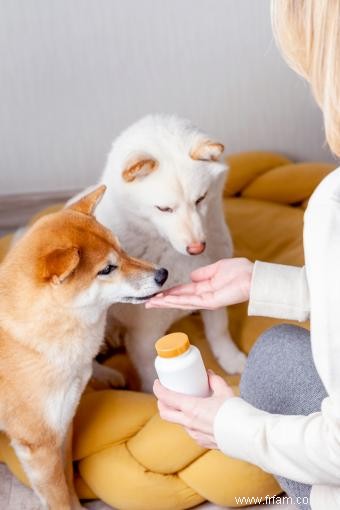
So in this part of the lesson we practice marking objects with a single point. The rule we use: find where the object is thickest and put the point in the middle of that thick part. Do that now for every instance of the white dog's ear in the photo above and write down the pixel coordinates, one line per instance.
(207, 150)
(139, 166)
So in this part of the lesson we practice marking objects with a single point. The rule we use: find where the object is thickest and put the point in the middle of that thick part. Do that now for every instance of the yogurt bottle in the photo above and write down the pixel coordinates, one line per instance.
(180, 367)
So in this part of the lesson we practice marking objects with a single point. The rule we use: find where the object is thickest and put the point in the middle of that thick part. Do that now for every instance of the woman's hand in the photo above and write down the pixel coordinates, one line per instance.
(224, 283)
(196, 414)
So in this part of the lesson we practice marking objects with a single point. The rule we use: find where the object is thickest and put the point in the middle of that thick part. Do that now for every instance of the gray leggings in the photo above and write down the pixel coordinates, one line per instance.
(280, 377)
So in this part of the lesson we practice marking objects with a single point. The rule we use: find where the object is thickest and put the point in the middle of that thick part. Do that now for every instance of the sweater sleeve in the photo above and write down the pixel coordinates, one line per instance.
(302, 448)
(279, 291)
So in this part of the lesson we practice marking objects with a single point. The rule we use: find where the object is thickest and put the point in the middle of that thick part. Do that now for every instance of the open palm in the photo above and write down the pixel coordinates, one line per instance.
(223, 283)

==

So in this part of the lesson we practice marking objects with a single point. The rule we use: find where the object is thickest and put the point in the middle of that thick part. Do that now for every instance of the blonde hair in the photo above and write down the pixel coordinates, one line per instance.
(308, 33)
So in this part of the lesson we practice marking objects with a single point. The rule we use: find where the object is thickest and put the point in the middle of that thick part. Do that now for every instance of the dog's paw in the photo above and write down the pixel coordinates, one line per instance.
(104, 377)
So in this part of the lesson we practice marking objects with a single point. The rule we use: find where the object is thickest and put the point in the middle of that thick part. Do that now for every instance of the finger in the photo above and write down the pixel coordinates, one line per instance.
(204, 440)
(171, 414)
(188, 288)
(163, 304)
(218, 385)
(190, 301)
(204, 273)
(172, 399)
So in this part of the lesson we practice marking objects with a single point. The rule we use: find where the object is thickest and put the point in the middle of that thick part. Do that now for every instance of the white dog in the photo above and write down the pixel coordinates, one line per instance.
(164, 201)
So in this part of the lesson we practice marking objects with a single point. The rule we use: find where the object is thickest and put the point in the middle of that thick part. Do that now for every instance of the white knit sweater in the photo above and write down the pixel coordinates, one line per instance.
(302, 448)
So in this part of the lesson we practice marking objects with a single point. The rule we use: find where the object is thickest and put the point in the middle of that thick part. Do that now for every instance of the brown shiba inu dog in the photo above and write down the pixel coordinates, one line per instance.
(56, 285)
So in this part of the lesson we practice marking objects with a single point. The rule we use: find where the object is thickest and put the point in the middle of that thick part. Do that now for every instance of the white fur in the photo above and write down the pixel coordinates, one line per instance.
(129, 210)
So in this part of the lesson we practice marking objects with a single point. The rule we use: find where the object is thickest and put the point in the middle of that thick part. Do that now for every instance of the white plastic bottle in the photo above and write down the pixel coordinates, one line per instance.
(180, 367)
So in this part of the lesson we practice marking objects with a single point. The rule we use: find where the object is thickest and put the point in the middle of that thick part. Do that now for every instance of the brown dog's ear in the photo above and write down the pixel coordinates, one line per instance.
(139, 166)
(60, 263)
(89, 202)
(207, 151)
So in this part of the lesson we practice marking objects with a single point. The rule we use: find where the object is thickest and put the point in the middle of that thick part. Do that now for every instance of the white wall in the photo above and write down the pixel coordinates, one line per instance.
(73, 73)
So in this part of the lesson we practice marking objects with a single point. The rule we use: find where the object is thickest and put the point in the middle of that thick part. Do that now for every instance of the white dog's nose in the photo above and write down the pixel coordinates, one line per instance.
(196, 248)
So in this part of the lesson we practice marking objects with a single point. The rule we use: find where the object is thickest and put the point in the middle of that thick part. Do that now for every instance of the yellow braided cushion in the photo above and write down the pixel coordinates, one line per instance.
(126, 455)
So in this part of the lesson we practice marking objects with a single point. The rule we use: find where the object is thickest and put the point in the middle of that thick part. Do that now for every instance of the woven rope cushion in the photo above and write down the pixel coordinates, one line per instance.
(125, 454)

WORK INSTRUCTIONS: Pick out every line in the data above that contains the word "plastic", and copy each one in full.

OUTPUT OF THE TASK:
So in this part of the lesson we practice marking objects with a single point. The rule we use: find where the object is thickest and put the point in the middle of that thick part. Do that now for every instance of the white plastic bottle in the photo above and write down the pixel coordinates, one line per instance.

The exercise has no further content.